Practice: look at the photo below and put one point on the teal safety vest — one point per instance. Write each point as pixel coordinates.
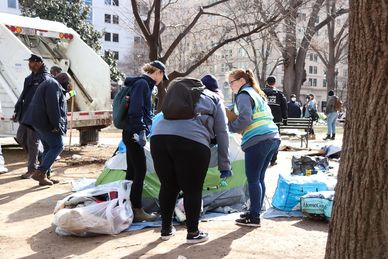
(262, 119)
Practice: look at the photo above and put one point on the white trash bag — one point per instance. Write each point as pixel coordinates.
(105, 209)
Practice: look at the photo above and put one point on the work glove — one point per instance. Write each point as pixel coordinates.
(140, 138)
(223, 175)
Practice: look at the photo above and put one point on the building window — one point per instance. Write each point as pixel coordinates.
(112, 2)
(107, 36)
(12, 4)
(115, 37)
(108, 18)
(115, 19)
(312, 82)
(115, 54)
(313, 57)
(313, 70)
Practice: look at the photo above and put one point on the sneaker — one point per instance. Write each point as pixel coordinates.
(244, 215)
(140, 215)
(198, 237)
(249, 221)
(167, 234)
(3, 170)
(26, 175)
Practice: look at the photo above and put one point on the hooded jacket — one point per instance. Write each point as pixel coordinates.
(31, 83)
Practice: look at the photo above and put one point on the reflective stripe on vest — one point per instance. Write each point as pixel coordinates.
(262, 119)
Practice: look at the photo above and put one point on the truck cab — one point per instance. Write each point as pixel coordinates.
(58, 45)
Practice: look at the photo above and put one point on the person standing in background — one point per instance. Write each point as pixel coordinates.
(278, 104)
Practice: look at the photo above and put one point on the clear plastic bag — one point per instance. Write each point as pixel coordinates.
(105, 209)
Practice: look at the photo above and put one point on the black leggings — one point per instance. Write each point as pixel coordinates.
(181, 164)
(136, 168)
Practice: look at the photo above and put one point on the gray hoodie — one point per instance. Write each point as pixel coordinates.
(209, 124)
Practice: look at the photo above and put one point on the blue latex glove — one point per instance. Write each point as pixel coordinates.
(140, 138)
(223, 175)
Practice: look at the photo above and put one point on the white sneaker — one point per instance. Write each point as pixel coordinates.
(3, 170)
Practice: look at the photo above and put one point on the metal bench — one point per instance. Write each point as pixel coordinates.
(299, 127)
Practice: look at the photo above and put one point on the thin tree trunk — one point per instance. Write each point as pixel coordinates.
(360, 217)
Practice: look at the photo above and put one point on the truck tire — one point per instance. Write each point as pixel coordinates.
(88, 136)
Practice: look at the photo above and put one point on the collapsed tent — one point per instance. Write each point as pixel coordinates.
(214, 195)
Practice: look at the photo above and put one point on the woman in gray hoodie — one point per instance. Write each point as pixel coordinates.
(181, 154)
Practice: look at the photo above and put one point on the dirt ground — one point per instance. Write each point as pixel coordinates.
(26, 217)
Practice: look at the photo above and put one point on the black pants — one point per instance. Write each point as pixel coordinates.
(181, 164)
(275, 155)
(136, 168)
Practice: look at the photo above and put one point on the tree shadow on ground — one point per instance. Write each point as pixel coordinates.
(220, 246)
(47, 244)
(39, 208)
(312, 225)
(11, 196)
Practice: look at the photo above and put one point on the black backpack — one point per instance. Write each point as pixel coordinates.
(181, 97)
(121, 103)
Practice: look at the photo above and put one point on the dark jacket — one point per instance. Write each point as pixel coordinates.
(278, 104)
(293, 110)
(331, 101)
(48, 108)
(31, 83)
(140, 113)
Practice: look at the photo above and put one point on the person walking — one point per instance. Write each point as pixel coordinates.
(332, 115)
(278, 104)
(180, 150)
(48, 116)
(293, 108)
(311, 111)
(260, 138)
(137, 126)
(26, 136)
———
_STATED PROBLEM_:
Quote all the lines above exactly as given. Do not include the pictures.

_FULL SOLUTION_:
Practice: look at the photo below and put one point on the teal safety vest — one point per instance. Write each point as pixel coordinates.
(262, 119)
Practice: look at the photo above and put one point on the white trash bag — one point per instance. Write each point as pixel coordinates.
(105, 209)
Practice: look at the photo above and put one point on the work glove — one point per instance. Write each point as pixel coordinates.
(140, 138)
(223, 175)
Practice: look at the photo above and put one point on the building window — one point per instance. Write each point as pixel coordinates.
(112, 2)
(107, 36)
(12, 4)
(115, 37)
(108, 18)
(115, 19)
(312, 82)
(115, 54)
(313, 57)
(313, 70)
Practice: look at the photo above and put one point on the sneaker — one point per instance. Write each point as pixel coordinates.
(244, 215)
(140, 215)
(198, 237)
(249, 221)
(167, 234)
(3, 170)
(26, 175)
Practice: look at the photo above and put one point on the hooded jacket — one point per instance. Write each point as pixel coordinates.
(31, 83)
Practice: look at the photo above and put one point on the reflective stripe on vest — one point per instance. Write each point as pixel coordinates.
(262, 119)
Practice: look at the photo above and put one point on the truck cab — one point per instance. Write each point as pixel coordinates.
(58, 45)
Practice: look at the photo above and put one point on the person standing in background — one point per instance. Write each point as pixel coordinates.
(278, 104)
Practice: look at the photo above and put one point on the clear plastic bag — one point per instance. Write each point as pixel coordinates.
(105, 209)
Practice: look at the photo above and put one point on the black leggings — one point per instance. Write each point as pixel coordinates.
(181, 164)
(136, 168)
Practice: look at the photo above and put one point on the gray hoodie — one point per instance. Write each point as pixel coordinates.
(209, 124)
Practice: look at the photo above and put one point on the blue latex glove — one point per instance. Write each point as pixel coordinates.
(140, 138)
(223, 175)
Practice: look at the photo above and put one point on the white sneaker — one point per instance. Write each point as pixel coordinates.
(3, 170)
Practice: look at the photo above and put one point on the metal bench — one point per instance. Write each point as pixel coordinates.
(299, 127)
Practice: look at the photo above and put one point on the thin tree trunk — one point per instance. Write each point as pixel coordinates.
(360, 217)
Practice: look at the photo above and put one point on the truck tire — one point per instance. Write each point as pixel coordinates.
(88, 136)
Practice: look at the photo above and put one point on the collapsed tent — one point per instance. Write each point as pixel coordinates.
(214, 195)
Practice: look at the photo above and put one point on the woman in gray hoodie — one point per instance. Write each point as pixel coordinates.
(181, 154)
Practice: look at the photo above and put one point on the dirt ground — one point per instance. Write each point as pixel coordinates.
(26, 217)
Practice: look at the photo above and put one point on the black pants — one point per instance. Write each point as pixel coordinates.
(181, 164)
(275, 155)
(136, 168)
Practice: look at the photo above and put one point on the tree shadow on ground — one point per instance. Write each point as pixel coordinates.
(220, 246)
(47, 244)
(39, 208)
(312, 225)
(11, 196)
Practice: look at the photo above and put one point on the black backpack — one point per instance. Write each point as pixel coordinates.
(181, 97)
(121, 103)
Practice: look at the photo above and put one point on the dark jacket — one point per instance. Write each point as pixel coordinates.
(278, 104)
(293, 110)
(331, 101)
(48, 108)
(31, 83)
(140, 113)
Practice: look at the photo above and put one point on the person walking — one point per instance. Write each point as pixel coordinates.
(332, 115)
(278, 104)
(180, 150)
(48, 116)
(293, 108)
(311, 111)
(260, 138)
(137, 126)
(26, 136)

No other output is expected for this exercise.